··· INFORMATION SHOWN

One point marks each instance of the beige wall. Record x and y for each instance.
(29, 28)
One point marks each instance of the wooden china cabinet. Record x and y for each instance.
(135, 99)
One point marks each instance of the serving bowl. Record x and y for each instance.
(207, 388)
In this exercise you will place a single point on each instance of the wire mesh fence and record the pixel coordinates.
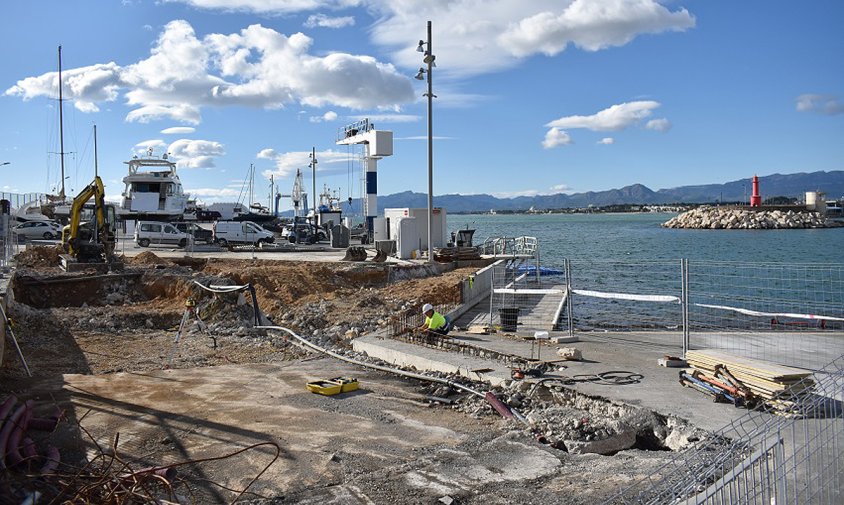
(790, 313)
(762, 458)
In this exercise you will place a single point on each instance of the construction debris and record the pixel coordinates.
(671, 361)
(570, 353)
(744, 381)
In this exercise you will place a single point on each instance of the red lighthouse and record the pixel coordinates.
(755, 198)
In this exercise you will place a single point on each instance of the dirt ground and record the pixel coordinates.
(128, 321)
(102, 347)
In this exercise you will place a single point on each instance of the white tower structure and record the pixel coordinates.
(378, 144)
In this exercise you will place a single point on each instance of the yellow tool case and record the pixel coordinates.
(333, 386)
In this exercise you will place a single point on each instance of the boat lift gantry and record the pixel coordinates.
(378, 144)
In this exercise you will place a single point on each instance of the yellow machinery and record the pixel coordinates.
(92, 242)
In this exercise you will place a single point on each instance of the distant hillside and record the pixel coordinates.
(790, 185)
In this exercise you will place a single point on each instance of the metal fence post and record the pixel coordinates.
(569, 310)
(684, 302)
(491, 293)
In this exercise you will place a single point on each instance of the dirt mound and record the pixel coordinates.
(39, 256)
(148, 258)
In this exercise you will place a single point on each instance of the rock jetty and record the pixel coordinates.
(732, 218)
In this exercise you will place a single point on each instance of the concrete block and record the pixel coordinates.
(564, 340)
(618, 442)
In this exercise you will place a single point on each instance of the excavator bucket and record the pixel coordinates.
(380, 257)
(355, 253)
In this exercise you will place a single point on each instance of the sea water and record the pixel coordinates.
(639, 237)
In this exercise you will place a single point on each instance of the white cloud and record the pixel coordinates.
(178, 130)
(214, 194)
(154, 144)
(268, 6)
(287, 163)
(592, 26)
(388, 118)
(255, 67)
(823, 104)
(323, 21)
(615, 118)
(556, 137)
(466, 33)
(327, 117)
(660, 125)
(195, 153)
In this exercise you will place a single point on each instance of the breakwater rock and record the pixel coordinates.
(732, 218)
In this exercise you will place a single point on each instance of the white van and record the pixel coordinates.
(154, 232)
(241, 232)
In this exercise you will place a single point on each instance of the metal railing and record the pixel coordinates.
(789, 313)
(762, 457)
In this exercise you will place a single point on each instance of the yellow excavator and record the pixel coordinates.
(90, 237)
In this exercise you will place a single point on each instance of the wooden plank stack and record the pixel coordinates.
(752, 381)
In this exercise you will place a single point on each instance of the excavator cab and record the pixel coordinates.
(90, 236)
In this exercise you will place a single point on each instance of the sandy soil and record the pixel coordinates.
(102, 348)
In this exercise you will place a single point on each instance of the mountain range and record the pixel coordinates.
(786, 185)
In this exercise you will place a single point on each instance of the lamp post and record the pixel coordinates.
(425, 48)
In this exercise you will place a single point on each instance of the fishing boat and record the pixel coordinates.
(153, 190)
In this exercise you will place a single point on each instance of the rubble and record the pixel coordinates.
(734, 218)
(112, 324)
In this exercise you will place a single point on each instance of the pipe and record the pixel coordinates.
(52, 461)
(489, 396)
(6, 432)
(43, 423)
(167, 472)
(28, 449)
(372, 366)
(7, 407)
(14, 445)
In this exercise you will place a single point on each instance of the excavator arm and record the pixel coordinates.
(102, 243)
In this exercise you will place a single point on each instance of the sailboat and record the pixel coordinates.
(243, 210)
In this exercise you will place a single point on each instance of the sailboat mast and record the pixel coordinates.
(96, 165)
(61, 124)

······

GOAL OF THE EXERCISE: Restate the data above verbatim, skipping every image.

COMPLETED EXERCISE:
One point marks each instance of the beige wall. Record x and y for each instance.
(29, 28)
One point marks each instance of the wooden china cabinet. Record x and y for each instance.
(135, 99)
One point marks each instance of the serving bowl. Record x and y for each instance.
(207, 388)
In this exercise you will place a single point on each instance of the wire mesh fence and record the pixel coordinates.
(790, 313)
(762, 458)
In this exercise you will place a single point on each instance of the construction debris and record the pixel coordinates.
(671, 361)
(570, 353)
(744, 381)
In this exercise you will place a single point on each instance of the red lighthouse and record the pixel coordinates.
(755, 198)
In this exercise you will place a single point on each instance of the dirt ground and record the pixel coordinates.
(128, 321)
(102, 347)
In this exercise you will place a single point on each instance of the white tower structure and record the pixel coordinates.
(378, 144)
In this exercise you will place a single point on each instance of the yellow tool case and record the pixel coordinates.
(333, 386)
In this exercise you will place a single point on each instance of the boat lift gantry and record the pixel coordinates.
(378, 144)
In this exercise you will place a single point on each instance of the yellow machinery and record the pixel coordinates.
(92, 242)
In this exercise you will place a single point on each instance of the distant hillside and record the pixel coordinates.
(790, 185)
In this exercise you will place a single point on each instance of the metal fence post and record the pixel coordinates.
(569, 310)
(684, 302)
(491, 293)
In this exercise you will place a single point on each instance of the dirt mound and record the pixel coordinates.
(39, 256)
(148, 258)
In this exercise you will place a single point on each instance of the rock jetty and record the pixel coordinates.
(732, 218)
In this exercise you will place a single point on each instance of the concrete block and record the pixel coordinates.
(564, 340)
(618, 442)
In this exercise you will place a single point on each instance of the excavator bucket and record the pixel coordinates.
(380, 257)
(355, 253)
In this exercise you will place a single point on each instance of the sea water and record the pixel coordinates.
(639, 237)
In this exercise you will place a single point on each instance of the white cloud and record the pixel coordinates.
(178, 130)
(214, 194)
(154, 144)
(268, 6)
(287, 163)
(592, 26)
(388, 118)
(255, 67)
(823, 104)
(323, 21)
(615, 118)
(556, 137)
(466, 33)
(327, 117)
(660, 125)
(195, 153)
In this exercise you will place a single point on each instance of the breakwater rock and record the pixel coordinates.
(732, 218)
In this exercise you will place a single point on each instance of the white van and record the pixel coordinates.
(154, 232)
(241, 232)
In this exercise you will place a single point on each instance of the metal railing and record the pixel coordinates.
(789, 313)
(762, 457)
In this exercise you will place a single point on each instance of the yellow excavator and record the pixel coordinates.
(90, 237)
In this exercise you will place a single point on each instance of the wooden plank stack and record the pixel coordinates.
(752, 381)
In this exercise you will place a single point on each instance of the excavator cab and record the pixel coordinates.
(90, 236)
In this exercise you will place a single point on each instance of the sandy soil and record the pixel coordinates.
(102, 348)
In this exercise you will place a single point on each instance of the mountain range and record the pixel coordinates.
(786, 185)
In this exercise you will place a single point on each instance of the lamp post and record the pixel coordinates.
(425, 48)
In this exercise you will place a single point on each instance of the fishing boat and record the pixel coordinates.
(153, 190)
In this exercise you will place a single point on each instance of the rubble and record the pixel coordinates.
(734, 218)
(112, 324)
In this exercise you will place a single point on each instance of the pipe and record the pixel coordinates.
(52, 461)
(489, 396)
(6, 432)
(43, 423)
(167, 472)
(28, 449)
(372, 366)
(7, 407)
(14, 445)
In this exercise you will place a single point on each instance of the excavator arm and record the pixel coordinates.
(102, 243)
In this exercise you will place a single point on each instance of the sailboat and record the pixel coordinates.
(243, 210)
In this exercise you will place a single point on each instance of the sailboat mast and record the pixel coordinates.
(96, 165)
(61, 124)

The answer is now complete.